* [EXERCISE A]:
Answer these questions using the essay about a mother's dementia, one line per answer:
(i) How often was the writer able to visit her mother?
(ii) What drinks were served at every meal in the dining room?
(iii) Whose song came on the radio during the drive home?
* [EXERCISE B]:
Summarize the essay about a mother's dementia in two sentences.

Remembering my stoned roommate helped me cope with Mom's memory lapses

By Kathy Berdan

"Did I know you were coming today?"

"Yeah, Mom. I wrote you a letter." (The same letter that's sitting right there on your kitchen table in your assisted living apartment — unopened.)

As dementia slowly erased the strong, smart woman who was my mother, I was fortunate to live close enough to visit a couple of times a month. The trips brought me back to the small Minnesota prairie town where I'd grown up. I loved the Sunday meals in the dining room (orange or apple juice and a shredded iceberg lettuce salad with ranch or French dressing at every meal!) and the chance to share a table with some of the hometown folks who had hired me to babysit or watched me teach swimming at the local pool.

But alone time with Mom grew more and more frustrating. Sometimes she'd ask me to repeat an anecdote I'd told her just a few hours earlier.

"But I just told you about that."

"Oh, I know," she'd say. "But it was such a good story, why don't you tell it again?"

She was tricky that way.

Dementia? Laugh It Off

On my drive home from one such frustrating visit, a song by The Cars came on the radio. It always made me think of my goofy college roommate.

Back in the day, most everyone had a stoned college roommate you loved, even though she was rarely paying attention and always asking questions.

"Dude, are we going to that party on Friday?"

"Did we order a pizza?

"Oh, man. Do you remember if I had my purse when we left the bar?"

Stoned College Roommate was charming and quirky. You answered her questions with a shake of your head and a laugh. And it was easy to remind her what time we were leaving, pick up her purse on the bar or pay the pizza delivery person.

* [STORED DATA]:
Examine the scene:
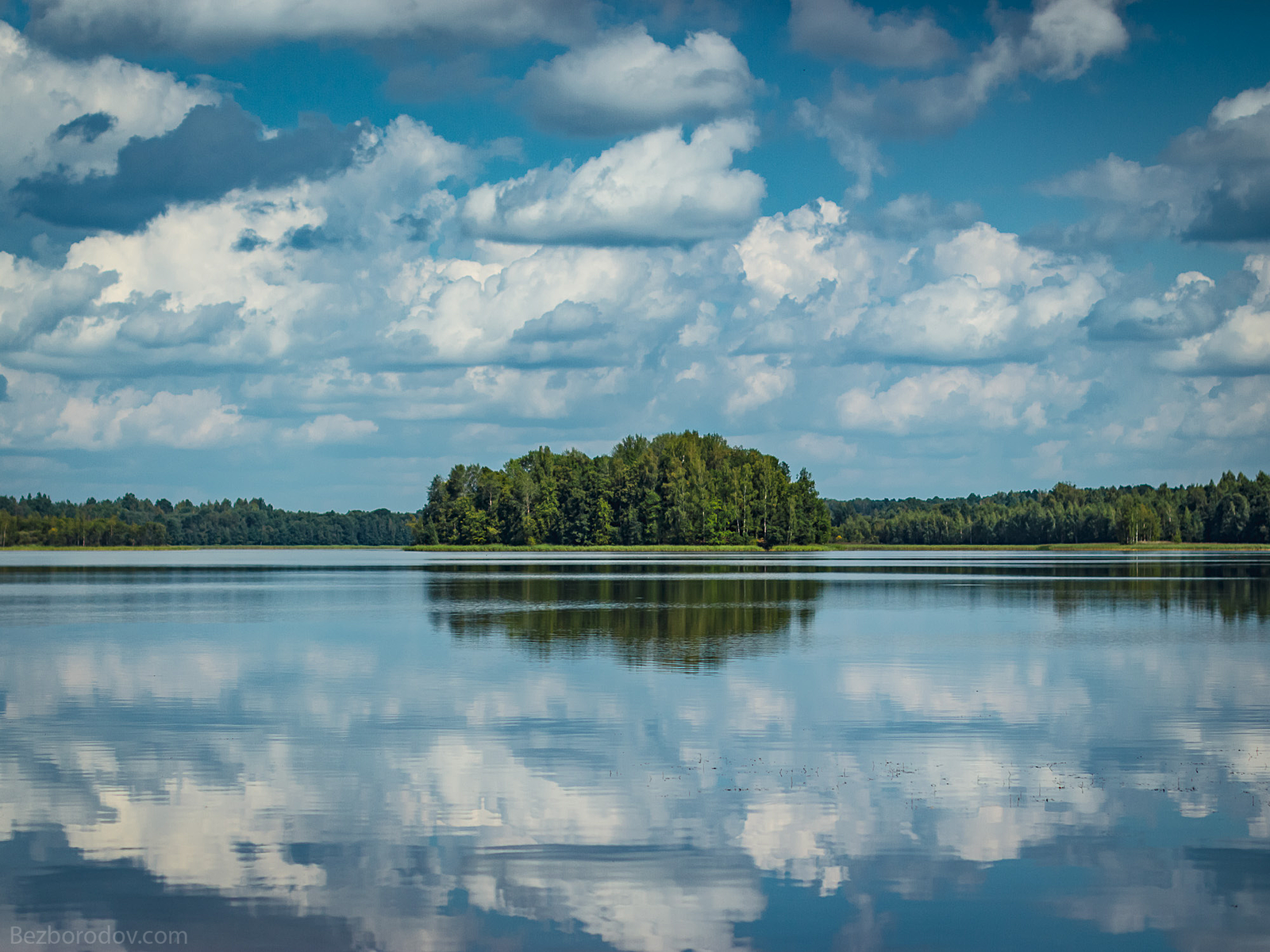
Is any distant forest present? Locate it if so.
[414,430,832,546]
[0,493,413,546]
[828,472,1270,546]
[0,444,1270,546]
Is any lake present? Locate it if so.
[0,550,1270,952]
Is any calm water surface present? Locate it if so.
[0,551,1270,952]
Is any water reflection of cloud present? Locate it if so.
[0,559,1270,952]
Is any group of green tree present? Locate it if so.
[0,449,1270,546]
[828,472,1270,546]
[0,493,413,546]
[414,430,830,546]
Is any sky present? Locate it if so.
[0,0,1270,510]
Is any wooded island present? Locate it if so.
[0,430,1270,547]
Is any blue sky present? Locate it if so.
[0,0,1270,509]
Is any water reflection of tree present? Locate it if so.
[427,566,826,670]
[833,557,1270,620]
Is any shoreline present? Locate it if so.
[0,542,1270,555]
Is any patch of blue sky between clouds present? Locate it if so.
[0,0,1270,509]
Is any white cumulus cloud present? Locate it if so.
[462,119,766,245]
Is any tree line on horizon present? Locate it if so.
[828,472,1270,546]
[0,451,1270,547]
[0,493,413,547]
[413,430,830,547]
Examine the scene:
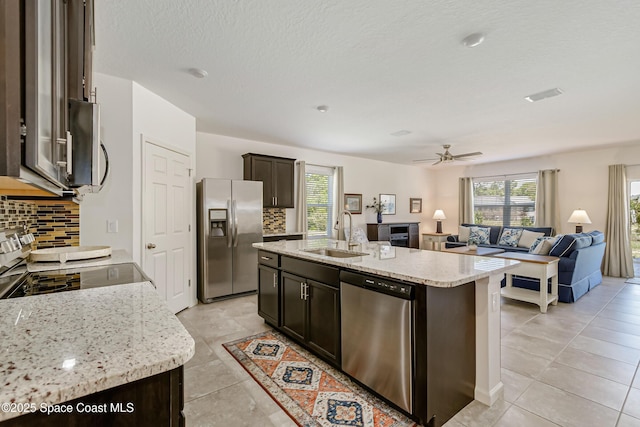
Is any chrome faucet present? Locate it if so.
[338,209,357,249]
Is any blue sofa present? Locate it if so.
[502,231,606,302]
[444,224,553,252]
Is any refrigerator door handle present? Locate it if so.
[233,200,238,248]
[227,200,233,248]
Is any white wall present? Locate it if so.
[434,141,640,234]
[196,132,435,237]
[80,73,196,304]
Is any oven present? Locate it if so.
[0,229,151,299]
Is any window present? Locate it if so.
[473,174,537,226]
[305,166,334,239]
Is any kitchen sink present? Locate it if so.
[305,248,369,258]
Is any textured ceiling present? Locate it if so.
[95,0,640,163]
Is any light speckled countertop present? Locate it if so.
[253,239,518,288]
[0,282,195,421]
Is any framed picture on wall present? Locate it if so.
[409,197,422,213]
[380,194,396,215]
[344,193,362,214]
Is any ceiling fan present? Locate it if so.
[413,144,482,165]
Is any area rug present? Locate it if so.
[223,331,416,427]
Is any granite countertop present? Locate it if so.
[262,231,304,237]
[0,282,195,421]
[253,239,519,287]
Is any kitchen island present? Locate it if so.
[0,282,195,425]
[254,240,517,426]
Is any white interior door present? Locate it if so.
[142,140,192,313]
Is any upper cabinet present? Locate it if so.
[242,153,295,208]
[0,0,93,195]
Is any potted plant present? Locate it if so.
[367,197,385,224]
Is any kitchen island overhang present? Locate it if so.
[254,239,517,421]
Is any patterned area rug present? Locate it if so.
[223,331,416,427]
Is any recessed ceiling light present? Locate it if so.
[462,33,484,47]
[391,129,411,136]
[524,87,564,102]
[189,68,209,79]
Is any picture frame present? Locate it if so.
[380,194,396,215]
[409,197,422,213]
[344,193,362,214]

* [EXERCISE OUTPUT A]:
(i) A couple of times a month.
(ii) Orange or apple juice.
(iii) A song by The Cars.

* [EXERCISE OUTPUT B]:
As dementia wore away her mother's mind, the writer visited her a couple of times a month in assisted living in the small Minnesota prairie town where she grew up, enjoying the meals and hometown company but finding time alone with her mother more and more frustrating. On the drive home from one visit, a song by The Cars reminded her of her stoned college roommate, whose constant questions she had answered easily with a shake of the head and a laugh.